══ 데이터셋 목록

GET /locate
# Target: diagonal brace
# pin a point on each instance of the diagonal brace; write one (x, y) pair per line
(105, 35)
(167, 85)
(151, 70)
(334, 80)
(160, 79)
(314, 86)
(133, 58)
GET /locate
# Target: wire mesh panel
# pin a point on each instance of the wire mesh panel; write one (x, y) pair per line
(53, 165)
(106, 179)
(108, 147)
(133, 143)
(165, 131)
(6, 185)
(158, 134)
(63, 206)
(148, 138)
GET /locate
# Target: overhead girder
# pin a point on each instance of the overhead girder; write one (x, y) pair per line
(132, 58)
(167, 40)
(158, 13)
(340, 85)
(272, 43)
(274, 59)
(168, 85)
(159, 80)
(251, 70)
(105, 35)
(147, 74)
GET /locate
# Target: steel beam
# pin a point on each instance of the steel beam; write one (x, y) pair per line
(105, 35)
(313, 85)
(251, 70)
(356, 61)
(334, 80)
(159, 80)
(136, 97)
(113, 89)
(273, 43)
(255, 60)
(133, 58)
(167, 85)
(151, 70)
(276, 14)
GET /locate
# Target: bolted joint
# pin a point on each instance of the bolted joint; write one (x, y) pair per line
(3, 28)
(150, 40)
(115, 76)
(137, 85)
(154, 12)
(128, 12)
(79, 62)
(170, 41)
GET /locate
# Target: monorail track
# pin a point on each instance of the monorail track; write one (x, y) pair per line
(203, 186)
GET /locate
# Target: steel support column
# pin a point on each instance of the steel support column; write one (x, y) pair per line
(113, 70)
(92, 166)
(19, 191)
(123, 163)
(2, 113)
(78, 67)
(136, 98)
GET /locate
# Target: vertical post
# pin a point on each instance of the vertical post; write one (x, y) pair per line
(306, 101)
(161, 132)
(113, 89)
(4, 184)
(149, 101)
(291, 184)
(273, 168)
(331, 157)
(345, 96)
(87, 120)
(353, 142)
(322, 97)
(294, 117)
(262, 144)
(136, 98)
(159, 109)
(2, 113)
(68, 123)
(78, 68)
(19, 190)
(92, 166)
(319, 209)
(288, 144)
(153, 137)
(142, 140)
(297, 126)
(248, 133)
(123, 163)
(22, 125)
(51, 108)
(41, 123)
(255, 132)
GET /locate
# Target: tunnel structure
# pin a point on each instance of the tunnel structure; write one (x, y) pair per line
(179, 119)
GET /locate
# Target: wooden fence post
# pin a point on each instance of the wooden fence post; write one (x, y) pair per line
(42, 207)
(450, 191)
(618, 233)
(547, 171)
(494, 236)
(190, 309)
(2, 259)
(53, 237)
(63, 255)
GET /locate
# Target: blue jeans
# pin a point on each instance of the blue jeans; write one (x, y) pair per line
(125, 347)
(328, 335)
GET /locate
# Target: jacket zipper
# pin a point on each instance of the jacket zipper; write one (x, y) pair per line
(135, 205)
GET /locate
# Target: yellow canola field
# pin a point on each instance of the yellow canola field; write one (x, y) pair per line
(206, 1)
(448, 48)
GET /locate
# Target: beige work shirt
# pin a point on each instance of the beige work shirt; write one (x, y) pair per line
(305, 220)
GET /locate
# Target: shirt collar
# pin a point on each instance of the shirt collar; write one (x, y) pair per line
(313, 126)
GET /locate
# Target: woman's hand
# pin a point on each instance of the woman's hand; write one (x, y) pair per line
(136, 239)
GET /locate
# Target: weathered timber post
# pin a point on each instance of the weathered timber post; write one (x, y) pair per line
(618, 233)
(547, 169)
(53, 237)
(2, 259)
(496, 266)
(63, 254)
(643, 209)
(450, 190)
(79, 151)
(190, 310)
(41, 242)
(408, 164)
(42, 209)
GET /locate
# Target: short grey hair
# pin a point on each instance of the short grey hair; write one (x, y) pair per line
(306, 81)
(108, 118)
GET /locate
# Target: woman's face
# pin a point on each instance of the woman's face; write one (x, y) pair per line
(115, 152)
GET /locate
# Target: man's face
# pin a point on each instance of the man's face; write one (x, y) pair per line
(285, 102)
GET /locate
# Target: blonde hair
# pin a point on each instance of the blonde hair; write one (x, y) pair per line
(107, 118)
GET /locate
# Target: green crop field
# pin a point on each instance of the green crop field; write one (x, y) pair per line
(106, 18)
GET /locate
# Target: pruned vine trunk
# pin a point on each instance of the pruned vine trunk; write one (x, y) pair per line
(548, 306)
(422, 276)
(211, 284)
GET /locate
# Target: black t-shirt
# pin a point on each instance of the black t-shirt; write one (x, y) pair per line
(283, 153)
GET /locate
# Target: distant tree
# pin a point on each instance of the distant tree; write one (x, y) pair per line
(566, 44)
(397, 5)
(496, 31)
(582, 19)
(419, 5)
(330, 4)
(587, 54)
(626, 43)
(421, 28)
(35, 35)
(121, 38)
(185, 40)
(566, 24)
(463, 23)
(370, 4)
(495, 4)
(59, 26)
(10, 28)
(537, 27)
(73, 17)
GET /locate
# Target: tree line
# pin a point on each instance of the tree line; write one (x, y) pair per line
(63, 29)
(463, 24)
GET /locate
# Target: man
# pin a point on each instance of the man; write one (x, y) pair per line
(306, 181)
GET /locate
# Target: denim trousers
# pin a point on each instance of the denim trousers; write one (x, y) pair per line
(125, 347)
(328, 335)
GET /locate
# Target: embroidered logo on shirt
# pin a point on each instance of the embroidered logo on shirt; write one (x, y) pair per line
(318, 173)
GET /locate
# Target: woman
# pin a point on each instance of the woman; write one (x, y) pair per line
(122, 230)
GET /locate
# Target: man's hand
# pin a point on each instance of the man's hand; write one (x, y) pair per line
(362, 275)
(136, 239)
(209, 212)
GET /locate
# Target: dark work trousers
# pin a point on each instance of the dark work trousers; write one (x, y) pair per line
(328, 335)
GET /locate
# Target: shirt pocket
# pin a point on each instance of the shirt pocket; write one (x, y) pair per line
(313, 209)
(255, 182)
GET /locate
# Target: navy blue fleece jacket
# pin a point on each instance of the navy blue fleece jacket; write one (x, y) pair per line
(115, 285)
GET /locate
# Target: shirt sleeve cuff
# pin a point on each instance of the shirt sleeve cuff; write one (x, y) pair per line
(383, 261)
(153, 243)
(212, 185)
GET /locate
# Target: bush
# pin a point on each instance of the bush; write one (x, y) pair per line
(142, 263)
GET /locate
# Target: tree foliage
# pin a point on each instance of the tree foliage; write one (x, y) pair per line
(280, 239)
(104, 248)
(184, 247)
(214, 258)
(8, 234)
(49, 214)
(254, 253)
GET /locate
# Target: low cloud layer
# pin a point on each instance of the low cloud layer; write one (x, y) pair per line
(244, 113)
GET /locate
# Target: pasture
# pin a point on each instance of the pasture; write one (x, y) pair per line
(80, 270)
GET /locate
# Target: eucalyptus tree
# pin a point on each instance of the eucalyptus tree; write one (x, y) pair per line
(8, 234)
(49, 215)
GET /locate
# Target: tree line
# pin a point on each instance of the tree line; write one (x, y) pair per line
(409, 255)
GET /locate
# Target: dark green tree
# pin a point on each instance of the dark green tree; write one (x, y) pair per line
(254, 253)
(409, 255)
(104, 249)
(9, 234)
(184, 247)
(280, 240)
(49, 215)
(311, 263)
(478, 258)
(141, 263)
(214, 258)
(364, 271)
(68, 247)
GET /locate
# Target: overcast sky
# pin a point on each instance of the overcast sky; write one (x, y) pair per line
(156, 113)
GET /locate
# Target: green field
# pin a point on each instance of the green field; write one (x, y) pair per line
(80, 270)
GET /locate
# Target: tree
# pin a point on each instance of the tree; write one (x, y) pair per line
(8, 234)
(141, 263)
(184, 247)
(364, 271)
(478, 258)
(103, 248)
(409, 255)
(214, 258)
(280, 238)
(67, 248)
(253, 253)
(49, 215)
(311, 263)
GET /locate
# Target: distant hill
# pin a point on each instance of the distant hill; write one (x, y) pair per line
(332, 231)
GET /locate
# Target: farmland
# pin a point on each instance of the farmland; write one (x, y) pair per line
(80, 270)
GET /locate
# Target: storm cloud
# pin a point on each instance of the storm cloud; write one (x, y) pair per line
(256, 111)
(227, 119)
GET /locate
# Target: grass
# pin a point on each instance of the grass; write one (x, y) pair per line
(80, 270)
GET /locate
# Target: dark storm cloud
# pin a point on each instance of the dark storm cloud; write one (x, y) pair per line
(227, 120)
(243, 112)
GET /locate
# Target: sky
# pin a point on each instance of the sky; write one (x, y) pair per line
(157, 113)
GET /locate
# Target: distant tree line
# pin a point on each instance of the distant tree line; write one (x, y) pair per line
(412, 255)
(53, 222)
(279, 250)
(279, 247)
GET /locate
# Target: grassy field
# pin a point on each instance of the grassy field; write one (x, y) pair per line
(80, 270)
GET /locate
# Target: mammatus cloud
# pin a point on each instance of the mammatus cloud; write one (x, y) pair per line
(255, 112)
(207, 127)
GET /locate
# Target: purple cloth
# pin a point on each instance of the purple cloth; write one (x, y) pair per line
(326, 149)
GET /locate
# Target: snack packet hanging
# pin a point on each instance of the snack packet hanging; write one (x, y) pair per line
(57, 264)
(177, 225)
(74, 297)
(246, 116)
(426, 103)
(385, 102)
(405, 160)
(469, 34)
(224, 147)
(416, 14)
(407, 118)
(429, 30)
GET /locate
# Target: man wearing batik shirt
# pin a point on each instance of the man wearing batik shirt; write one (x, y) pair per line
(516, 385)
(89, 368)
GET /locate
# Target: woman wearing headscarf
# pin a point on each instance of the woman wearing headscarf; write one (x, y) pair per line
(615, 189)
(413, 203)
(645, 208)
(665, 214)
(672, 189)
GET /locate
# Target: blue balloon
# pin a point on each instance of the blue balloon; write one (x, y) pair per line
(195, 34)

════

**수행할 과제:** 위 목록에서 문자열 "trunk"을(를) 포함한 줄을 모두 뽑아 그대로 옮겨 적으세요. 대소문자는 구분합니다.

**과제 답안:**
# Target: pruned vine trunk
# pin a point on each instance of the pruned vine trunk; write one (x, y) pair per line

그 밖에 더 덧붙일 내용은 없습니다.